(Dataset items)
<<<<

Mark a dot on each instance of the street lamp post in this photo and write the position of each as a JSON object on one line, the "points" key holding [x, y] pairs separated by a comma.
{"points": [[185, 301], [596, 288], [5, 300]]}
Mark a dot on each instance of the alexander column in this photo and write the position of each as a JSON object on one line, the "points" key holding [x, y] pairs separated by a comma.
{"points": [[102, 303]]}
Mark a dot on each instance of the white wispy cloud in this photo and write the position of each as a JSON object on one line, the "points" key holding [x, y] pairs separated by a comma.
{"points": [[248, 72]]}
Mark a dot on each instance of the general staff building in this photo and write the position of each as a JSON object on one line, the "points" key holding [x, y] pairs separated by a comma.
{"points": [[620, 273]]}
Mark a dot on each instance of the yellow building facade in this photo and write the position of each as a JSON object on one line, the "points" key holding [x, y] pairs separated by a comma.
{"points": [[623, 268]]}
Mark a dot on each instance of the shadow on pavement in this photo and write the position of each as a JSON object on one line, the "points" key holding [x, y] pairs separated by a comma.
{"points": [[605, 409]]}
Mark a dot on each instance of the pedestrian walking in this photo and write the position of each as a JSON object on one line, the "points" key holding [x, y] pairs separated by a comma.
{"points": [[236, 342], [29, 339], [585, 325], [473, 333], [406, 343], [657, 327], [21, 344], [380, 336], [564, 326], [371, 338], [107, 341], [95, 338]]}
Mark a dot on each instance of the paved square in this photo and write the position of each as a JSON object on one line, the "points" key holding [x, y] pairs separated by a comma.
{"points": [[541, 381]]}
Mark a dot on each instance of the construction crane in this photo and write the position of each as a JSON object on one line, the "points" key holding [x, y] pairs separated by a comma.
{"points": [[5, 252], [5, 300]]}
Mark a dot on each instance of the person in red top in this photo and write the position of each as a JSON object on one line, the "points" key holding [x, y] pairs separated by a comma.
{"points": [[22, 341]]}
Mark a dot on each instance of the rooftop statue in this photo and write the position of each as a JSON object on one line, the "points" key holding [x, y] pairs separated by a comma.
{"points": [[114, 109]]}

>>>>

> Work required
Return the lines above, from the one containing "Mark a dot on each instance of the pedestrian" to the end, exactly as they stand.

> Final answer
Mark a dot on each instance of the pedestrian walking in this photo and write the position of each as a JSON object on one line, the "points" key holding [x, y] pairs separated by a comma.
{"points": [[236, 342], [29, 339], [585, 325], [473, 333], [406, 343], [657, 327], [21, 344], [380, 336], [564, 326], [371, 338], [107, 341], [95, 338]]}
Mark a dot on each instance of the paved square in this photo and write the position of each as a JSON object on one line, the "points" key holding [x, y] pairs separated by a comma.
{"points": [[541, 381]]}
Mark a dot on each instance of the construction crane in this photo and write the position of each as a JSON object on one line, the "points" key holding [x, y] pairs separated by a comma.
{"points": [[5, 252], [5, 300]]}
Mark a dot on each instance of the person in red top in this photo and write the position of each as a JSON object on one line, the "points" key holding [x, y] pairs separated by a comma.
{"points": [[22, 341]]}
Mark a dot on each instance of the rooftop statue in this photo and write the position of each as a JSON object on one line, the "points" key holding [x, y] pairs separated by a comma.
{"points": [[114, 109]]}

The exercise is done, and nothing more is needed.